YOUR GOAL: Within the listing below, how many lines feature the word "segment"? Reply with only that number.

───── RAW DATA ─────

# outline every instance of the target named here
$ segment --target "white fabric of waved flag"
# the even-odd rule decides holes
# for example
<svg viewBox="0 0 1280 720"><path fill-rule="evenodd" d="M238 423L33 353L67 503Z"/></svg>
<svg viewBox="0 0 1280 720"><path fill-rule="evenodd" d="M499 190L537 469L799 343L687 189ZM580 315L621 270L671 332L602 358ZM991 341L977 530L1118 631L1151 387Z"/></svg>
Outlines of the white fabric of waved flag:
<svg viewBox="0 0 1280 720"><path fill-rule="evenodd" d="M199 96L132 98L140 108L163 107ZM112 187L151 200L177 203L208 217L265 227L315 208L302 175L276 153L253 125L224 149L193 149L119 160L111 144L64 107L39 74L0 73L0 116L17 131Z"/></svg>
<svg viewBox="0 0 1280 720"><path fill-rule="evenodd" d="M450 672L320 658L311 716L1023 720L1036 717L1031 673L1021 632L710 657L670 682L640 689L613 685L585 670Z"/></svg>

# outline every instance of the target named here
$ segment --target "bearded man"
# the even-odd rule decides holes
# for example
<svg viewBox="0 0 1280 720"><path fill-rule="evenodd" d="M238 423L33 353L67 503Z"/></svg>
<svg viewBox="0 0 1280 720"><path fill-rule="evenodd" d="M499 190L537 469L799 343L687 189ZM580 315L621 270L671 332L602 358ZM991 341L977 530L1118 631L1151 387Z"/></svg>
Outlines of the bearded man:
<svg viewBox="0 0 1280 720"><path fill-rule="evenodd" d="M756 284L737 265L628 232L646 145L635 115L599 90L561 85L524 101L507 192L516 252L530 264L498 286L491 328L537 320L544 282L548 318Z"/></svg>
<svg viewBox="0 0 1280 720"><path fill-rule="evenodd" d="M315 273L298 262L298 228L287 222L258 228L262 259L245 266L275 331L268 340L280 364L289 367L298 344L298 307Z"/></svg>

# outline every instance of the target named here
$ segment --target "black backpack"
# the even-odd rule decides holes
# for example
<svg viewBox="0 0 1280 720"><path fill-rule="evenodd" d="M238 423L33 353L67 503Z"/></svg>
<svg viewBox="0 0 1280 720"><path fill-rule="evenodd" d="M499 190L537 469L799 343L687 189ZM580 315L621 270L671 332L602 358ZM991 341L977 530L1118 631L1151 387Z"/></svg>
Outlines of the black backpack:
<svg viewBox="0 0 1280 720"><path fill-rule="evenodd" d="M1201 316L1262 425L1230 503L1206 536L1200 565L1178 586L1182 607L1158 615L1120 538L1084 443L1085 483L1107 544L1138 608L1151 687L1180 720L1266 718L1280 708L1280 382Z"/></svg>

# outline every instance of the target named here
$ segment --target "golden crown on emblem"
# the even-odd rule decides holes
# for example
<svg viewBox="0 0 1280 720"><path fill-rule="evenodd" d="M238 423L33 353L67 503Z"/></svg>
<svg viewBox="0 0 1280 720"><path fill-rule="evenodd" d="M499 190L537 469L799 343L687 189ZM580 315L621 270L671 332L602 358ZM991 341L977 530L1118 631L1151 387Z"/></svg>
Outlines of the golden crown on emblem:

─────

EXERCISE RESPONSE: 4